╔══

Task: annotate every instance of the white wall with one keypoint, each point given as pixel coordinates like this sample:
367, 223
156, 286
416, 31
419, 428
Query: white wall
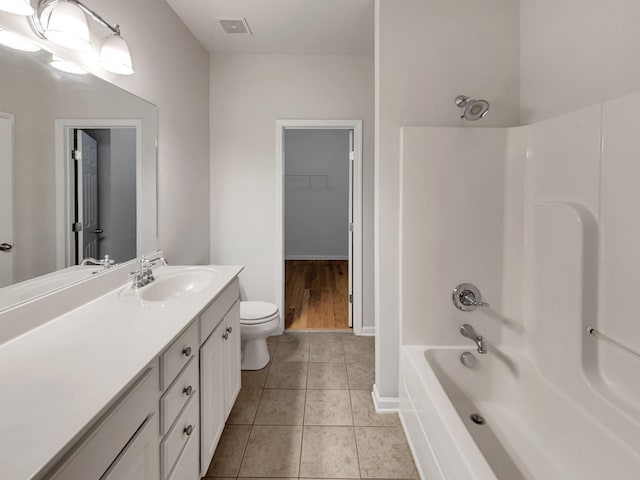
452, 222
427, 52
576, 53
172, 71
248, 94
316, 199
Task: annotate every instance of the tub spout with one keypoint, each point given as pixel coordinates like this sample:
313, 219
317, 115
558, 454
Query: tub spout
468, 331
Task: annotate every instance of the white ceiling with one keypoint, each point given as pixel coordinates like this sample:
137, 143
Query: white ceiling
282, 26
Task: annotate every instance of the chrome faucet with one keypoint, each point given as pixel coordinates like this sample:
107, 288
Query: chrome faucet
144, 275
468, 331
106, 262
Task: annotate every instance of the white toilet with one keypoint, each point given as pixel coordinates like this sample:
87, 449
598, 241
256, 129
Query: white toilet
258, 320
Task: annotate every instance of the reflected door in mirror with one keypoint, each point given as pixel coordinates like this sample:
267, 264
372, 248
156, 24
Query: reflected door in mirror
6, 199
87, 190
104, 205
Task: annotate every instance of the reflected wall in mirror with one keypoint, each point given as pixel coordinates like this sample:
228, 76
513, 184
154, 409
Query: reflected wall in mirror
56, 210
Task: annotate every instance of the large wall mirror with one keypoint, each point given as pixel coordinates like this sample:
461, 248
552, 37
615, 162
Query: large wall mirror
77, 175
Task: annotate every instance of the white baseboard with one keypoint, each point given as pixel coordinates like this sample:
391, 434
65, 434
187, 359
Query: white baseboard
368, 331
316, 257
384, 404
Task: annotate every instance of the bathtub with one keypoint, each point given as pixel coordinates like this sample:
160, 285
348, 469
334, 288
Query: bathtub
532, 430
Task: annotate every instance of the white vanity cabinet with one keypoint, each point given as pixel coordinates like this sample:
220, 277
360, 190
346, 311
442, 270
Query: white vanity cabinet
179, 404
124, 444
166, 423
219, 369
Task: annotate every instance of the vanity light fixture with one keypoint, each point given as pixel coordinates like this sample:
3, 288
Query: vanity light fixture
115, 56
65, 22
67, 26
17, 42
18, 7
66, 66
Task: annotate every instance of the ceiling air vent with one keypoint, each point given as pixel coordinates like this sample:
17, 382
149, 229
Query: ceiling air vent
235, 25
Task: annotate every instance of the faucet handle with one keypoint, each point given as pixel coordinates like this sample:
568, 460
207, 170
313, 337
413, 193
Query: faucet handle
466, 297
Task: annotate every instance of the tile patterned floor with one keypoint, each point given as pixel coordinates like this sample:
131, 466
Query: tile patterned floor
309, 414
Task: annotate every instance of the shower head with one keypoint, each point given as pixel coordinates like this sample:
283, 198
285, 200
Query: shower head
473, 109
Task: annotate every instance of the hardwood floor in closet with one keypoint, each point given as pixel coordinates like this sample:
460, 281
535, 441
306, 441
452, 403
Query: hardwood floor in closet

╚══

## EXERCISE DESCRIPTION
From the line holding "Task: annotate every instance of the vanity" down to the final line above, quote every line exactly and only those lines.

## SOLUTION TO THIS TASK
Task: annotate every instance of the vanity light fixture with one keypoint, each point given as pixel coordinates like this sample:
3, 288
Query: vanity light fixture
115, 56
65, 22
67, 26
17, 42
18, 7
66, 66
Task: annotate every instance of the ceiling air vent with one keypoint, each point given as pixel coordinates like this sample:
17, 382
149, 229
Query: ceiling air vent
235, 25
Task: annotate every instance of the faucet handle with one keypoint, each point given as pixel coordinates like this sample:
568, 460
207, 170
313, 337
413, 193
Query: faucet handle
466, 297
Task: annotate every instance of the tile patterned floor with one keypoint, each point given as pixel coordinates like this sample:
131, 466
Query: tile patterned floor
309, 414
Task: annotate every instance of the shower head with one keypoint, each point given as pixel coordinates like this sample:
283, 198
285, 200
Query: shower head
473, 109
Task: annotate every instance of the hardwood floor in closet with one keypoint, each point given as pixel coordinates like this sample:
460, 281
535, 441
306, 441
452, 403
Query: hardwood floor in closet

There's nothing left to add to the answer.